ИСХОДНЫЙ ТЕКСТ:
----------

– Посмотрите, они выполнили норму на 130 %.
Конвоиры удивлялись.
– Жалко! А я уже радовался, что мой Минус потащит его в лагерь, – с сожалением вздохнул монгол.
Старая пословица гласит: «Где голод, там и мыши». В нашем бараке было много мышей, хотя пищи не было. Если у кого случайно и падала крошка на пол, он тут же ее бережно поднимал и отправлял в рот. Однажды мы заметили, что два заключенных встают по ночам и почему-то возятся у печки. После длительного наблюдения мы установили, что они по ночам ловят мышей и варят их в большой консервной банке. Многие возмутились, но другие взяли мышеедов под защиту.
Прошло полгода. Наше положение ничуть не изменилось. Конвоиры и их командир Панов продолжали вести себя как звери. Как-то Панов заставил какого-то парня снять верхнюю одежду, так как ему показалось, что он плохо работает. Парень крикнул конвоирам:
– Пока другие кровь на фронте проливают, вы здесь на заключенных свое геройство показываете.
Панов не привык слушать такие слова.
– Подойди ближе, – приказал он.
Заключенный медленно приближался.
– Быстрей, быстрей! Лицом в снег!
Парень послушно лег. Панов взял винтовку и стал его бить. Выместив на нем все свое бешенство, он приказал ему встать. Но у парня не было сил подняться. Панов снова начал его бить, выкрикивая после каждого удара:
– Встать!
Наконец парень, собрав последние силы, поднялся.
Когда он в бараке снял рубашку, мы увидели на всем его теле следы запекшейся крови. Трудно было понять, как он смог такое выдержать.

----------

Данные локализации: по одной точке на каждый объект:

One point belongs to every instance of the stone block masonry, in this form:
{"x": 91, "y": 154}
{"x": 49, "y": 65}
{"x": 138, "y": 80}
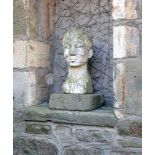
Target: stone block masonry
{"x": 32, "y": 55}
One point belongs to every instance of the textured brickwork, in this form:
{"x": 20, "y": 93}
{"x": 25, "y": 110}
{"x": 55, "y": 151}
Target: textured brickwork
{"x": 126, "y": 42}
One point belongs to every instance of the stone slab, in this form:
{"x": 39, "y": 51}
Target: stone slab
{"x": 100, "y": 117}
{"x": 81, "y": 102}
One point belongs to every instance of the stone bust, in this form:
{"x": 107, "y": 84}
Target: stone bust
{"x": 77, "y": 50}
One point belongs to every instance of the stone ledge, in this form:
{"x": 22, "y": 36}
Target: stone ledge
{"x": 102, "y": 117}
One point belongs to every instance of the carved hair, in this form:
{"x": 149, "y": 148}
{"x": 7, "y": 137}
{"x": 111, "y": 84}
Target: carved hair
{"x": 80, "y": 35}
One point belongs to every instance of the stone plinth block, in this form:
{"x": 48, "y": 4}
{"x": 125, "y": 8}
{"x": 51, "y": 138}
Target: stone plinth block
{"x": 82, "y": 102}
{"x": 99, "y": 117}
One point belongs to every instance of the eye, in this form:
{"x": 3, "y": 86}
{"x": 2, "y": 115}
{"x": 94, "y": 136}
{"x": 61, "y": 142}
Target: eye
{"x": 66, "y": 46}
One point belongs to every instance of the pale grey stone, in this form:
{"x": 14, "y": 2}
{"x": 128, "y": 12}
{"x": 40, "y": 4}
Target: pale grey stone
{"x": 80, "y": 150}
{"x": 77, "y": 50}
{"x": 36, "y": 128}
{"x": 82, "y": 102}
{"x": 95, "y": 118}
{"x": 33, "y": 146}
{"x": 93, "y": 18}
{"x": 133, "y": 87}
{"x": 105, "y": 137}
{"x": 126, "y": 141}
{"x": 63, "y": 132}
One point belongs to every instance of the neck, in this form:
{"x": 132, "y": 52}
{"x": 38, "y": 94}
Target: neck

----------

ВАША ЗАДАЧА:
Выпишите из отрывка о лагере все приказы, которые Панов отдает прямой речью.

ОТВЕТ К ЗАДАНИЮ:
1. «Подойди ближе»
2. «Быстрей, быстрей! Лицом в снег!»
3. «Встать!»